→ **EXERCISE GOAL**
Within the entries below, find every line that has the string "return", then copy it.

→ **DATASET CONTENT**
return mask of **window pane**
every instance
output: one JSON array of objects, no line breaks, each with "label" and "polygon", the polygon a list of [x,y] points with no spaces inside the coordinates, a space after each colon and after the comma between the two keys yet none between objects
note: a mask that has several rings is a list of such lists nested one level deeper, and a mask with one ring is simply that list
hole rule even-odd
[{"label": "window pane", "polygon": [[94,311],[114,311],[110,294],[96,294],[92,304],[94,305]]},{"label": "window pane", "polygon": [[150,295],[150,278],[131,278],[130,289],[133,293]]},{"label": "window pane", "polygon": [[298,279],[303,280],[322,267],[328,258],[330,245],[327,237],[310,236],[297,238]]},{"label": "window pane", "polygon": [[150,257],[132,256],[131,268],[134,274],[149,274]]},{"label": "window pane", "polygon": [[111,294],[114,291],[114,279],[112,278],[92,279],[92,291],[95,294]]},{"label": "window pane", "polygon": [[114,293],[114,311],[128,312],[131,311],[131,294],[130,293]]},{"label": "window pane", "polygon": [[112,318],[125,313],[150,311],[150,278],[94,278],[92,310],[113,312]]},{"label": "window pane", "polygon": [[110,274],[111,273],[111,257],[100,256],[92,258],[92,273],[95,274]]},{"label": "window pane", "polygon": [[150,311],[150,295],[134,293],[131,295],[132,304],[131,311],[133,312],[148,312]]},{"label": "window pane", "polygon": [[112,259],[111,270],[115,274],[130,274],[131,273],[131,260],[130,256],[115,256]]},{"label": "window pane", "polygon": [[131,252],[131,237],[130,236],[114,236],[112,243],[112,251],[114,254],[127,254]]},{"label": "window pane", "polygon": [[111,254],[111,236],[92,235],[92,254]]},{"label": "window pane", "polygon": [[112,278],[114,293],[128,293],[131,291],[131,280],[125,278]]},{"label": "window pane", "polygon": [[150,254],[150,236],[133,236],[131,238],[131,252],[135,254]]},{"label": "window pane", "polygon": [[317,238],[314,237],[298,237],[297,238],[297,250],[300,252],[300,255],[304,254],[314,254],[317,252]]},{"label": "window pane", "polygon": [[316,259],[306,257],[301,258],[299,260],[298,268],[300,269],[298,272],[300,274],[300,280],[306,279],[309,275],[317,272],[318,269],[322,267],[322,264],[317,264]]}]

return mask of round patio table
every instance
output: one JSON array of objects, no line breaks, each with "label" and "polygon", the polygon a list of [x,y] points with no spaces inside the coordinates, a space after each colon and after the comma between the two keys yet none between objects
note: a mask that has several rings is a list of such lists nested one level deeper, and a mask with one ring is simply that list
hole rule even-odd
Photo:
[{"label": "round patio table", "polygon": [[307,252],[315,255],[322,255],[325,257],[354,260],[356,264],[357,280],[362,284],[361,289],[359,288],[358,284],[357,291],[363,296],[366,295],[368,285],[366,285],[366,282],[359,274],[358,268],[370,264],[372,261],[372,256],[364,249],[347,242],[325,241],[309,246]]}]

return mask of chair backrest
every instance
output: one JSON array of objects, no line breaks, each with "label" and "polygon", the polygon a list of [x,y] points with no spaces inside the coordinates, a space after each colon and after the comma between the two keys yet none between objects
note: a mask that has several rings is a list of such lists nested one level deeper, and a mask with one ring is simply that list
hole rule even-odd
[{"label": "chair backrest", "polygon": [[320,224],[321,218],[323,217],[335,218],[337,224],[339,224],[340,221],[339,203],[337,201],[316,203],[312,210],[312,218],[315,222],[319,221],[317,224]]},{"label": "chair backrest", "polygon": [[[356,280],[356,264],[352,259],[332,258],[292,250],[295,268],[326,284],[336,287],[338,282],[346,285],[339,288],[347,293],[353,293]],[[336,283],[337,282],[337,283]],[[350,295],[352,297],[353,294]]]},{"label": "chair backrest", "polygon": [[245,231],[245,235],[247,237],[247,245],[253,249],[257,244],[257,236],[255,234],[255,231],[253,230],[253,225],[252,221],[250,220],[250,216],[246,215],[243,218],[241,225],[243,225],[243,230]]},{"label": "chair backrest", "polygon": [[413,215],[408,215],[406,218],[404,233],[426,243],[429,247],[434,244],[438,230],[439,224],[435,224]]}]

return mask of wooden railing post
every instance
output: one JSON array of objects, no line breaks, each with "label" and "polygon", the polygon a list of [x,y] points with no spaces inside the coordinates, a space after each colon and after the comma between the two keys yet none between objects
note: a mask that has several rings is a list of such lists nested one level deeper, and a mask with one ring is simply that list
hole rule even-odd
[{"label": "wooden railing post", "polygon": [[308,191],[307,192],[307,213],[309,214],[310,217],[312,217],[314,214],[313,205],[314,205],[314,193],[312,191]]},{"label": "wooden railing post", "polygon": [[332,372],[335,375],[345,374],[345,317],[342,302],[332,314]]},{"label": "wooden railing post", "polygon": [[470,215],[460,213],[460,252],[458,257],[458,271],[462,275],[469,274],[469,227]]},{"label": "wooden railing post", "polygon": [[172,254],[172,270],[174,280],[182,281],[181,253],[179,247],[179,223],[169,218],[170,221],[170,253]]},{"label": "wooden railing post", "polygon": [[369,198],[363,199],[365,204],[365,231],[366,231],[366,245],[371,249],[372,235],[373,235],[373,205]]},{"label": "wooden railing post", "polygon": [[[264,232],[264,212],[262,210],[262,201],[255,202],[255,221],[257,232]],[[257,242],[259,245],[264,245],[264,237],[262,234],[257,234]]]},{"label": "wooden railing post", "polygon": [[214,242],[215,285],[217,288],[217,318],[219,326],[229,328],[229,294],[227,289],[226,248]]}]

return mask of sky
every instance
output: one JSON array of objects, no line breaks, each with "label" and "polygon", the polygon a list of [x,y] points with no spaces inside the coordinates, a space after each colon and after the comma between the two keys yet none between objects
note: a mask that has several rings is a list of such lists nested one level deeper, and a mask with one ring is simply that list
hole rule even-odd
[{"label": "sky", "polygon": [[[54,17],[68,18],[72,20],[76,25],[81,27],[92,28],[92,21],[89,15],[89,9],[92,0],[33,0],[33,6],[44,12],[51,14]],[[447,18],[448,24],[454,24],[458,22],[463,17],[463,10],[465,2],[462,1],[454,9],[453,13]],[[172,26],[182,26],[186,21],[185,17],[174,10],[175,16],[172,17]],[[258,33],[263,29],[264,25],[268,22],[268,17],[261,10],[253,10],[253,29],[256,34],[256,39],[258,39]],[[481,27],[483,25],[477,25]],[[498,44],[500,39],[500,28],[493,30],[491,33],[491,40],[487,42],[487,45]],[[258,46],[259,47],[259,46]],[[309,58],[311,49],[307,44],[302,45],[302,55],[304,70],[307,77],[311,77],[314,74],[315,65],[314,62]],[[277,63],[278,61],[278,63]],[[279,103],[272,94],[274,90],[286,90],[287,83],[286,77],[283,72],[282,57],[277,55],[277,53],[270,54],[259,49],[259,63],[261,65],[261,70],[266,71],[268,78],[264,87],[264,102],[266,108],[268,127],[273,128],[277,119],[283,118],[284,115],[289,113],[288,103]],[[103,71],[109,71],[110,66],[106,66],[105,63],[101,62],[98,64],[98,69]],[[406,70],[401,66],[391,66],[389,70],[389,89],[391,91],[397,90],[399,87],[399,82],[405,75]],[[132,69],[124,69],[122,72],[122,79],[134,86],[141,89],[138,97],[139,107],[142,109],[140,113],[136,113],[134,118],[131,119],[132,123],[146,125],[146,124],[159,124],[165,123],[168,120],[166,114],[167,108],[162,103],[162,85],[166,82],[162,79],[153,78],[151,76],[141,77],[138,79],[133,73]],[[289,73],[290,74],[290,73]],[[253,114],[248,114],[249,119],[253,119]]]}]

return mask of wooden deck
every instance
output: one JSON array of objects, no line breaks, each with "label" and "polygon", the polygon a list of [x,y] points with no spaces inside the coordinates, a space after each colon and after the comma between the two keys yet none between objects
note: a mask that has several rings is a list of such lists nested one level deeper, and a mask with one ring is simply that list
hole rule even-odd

→ **THE COMPLETED TASK**
return mask of **window pane**
return mask of round patio table
return mask of chair backrest
return mask of wooden railing post
return mask of sky
return mask of wooden deck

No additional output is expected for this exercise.